■ **Request**: In the paper summary below, which clustering technique is used together with heuristics to reduce the number of test patterns?

Automatic Test Pattern Generation and Compaction for Deep Neural Networks
April 20, 2026 | 1,065 words | 5min read
Paper Title: Automatic Test Pattern Generation and Compaction for Deep Neural Networks
Link to Paper: https://dl.acm.org/doi/10.1145/3566097.3567912
Date: 31. Jan 2023
Paper Type: Machine Learning, Software Defect Analysis, Deep Neural Networks, Convolutional Neural Networks, Testing
Short Abstract: Deep Neural Networks (DNNs) have become very popular in a wide array of fields due to their strong performance. Therefore, detecting faults is very important when applying DNNs in real-world scenarios. This paper proposes an automatic test pattern generation method to detect faults in DNNs.
1. Introduction
Deep Neural Networks (DNNs) are widely used in critical applications such as self-driving cars, healthcare, and fraud detection, making their reliability essential. However, defects during manufacturing or runtime faults can degrade performance or cause rare but serious misclassifications, even if overall accuracy appears unaffected.
Testing DNNs is challenging because, unlike traditional systems, their behavior is learned from data rather than explicitly defined. As a result, standard functional testing is less effective, and training/validation datasets may not cover all real-world scenarios.
To address this, the paper proposes an Automatic Test Pattern Generation (ATPG) method to detect functional faults (e.g., stuck-at faults in neurons or filters). It generates input patterns that expose incorrect outputs when faults occur. To reduce testing overhead, the approach also uses heuristics and K-means clustering to minimize the number of test patterns while maintaining full fault coverage.
2. Preliminaries
2.1 Neural Network
A neuron with input \( x \), weights \( w \), and bias \( b \) is computed as:
$$ y = \phi(xw + b) $$where \( \phi \) is a nonlinear activation function.
Neural networks are often used for classification tasks. In this context, the Softmax function can be used in the last layer to obtain a probability distribution over classes:
$$ \text{Softmax}(x_i) := \frac{\exp(x_i)}{\sum_k \exp(x_k)} $$2.2 Related Work
In previous work, test patterns have been generated by adding small perturbations to training inputs. For example, in image classification systems, small amounts of noise can be added to an input image to fool the network—these are called adversarial examples.

■ **Source data**:
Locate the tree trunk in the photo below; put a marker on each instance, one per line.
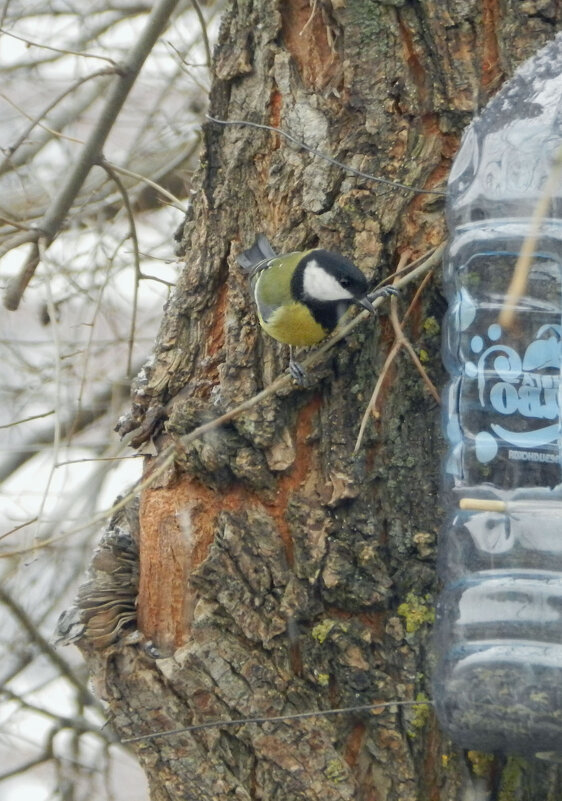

■ **Exercise result**: K-means clustering